▸ **Task objective**:
Please continue the reflection below on Luke 9:21-27, titled "Losing is Winning Sometimes," starting right after its last sentence. The lines that follow it are not part of the reflection.

▸ **Passage provided**:
* * *

Losing is Winning Sometimes

He strictly warned and commanded them to tell this to no one, saying, “The Son of Man must suffer many things, and be rejected by the elders and chief priests and scribes, and be killed, and be raised the third day.”

Then He said to them all, “If anyone desires to come after Me, let him deny himself, and take up his cross daily, and follow Me. For whoever desires to save his life will lose it, but whoever loses his life for My sake will save it. For what profit is it to a man if he gains the whole world, and is himself destroyed or lost? For whoever is ashamed of Me and My words, of him the Son of Man will be ashamed when He comes in His own glory, and in His Father’s, and of the holy angels. (Luke 9:21-27)

What we think we already know can get in the way of recognizing the truth. Look at what it did to the disciples. Why were the disciples surprised by Jesus’ execution after he had warned them about it so often? Whatever didn’t fit their beliefs about the Messiah—that he would restore the kingdom to Israel— they failed to hear. In common with all human beings, they only paid attention to what reinforced what they already believed. They were like the bigot who only notices the misbehavior of the people he despises because it proves his point about them.

* * *

▸ **Data entries**:

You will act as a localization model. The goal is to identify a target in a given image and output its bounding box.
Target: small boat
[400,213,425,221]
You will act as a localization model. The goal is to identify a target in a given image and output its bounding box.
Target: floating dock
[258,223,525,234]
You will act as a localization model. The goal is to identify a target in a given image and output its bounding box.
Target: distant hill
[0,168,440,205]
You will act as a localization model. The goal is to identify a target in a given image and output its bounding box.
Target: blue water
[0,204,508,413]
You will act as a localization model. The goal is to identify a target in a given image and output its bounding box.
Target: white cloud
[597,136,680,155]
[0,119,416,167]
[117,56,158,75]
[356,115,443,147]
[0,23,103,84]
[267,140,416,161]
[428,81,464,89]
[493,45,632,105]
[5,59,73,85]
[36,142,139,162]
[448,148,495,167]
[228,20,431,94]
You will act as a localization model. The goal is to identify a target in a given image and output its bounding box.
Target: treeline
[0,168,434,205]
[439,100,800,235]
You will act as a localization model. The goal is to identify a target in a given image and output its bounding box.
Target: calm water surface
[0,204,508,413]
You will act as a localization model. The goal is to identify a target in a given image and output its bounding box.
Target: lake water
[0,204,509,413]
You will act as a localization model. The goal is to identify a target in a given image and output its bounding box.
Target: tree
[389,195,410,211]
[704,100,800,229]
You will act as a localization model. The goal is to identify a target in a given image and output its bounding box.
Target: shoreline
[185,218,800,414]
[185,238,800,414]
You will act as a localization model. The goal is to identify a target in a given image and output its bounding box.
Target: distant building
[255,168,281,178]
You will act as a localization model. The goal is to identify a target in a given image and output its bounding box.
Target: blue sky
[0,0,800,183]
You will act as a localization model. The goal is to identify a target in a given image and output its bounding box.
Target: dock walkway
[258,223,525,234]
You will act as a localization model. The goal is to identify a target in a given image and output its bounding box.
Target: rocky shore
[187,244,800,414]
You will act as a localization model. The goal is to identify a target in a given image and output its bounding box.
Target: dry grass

* * *

▸ **The answer**:
Those who were led to be crucified were forced to bear their own crosses to the place where they would die. They were made participants in their own executions. Jesus told his disciples that he was going to die such a death and that those who followed him would hwave to suffer that same fate.

For many of his disciples, they did indeed follow Jesus in dying violently at the hands of the Roman government. But more profoundly, Jesus was trying to explain to them the significance of his upcoming death. He wanted them to understand that by being his disciples, they were going to participate in his suffering. Because of their faith, Jesus’ death on the cross would save their souls.

Listening to Jesus means that we have to stop listening to ourselves and all the other voices demanding our attention. We must let go of our concerns and listen to the concerns of Jesus, instead. Only then can our deepest concerns, concerns we might not even know we have, find resolution.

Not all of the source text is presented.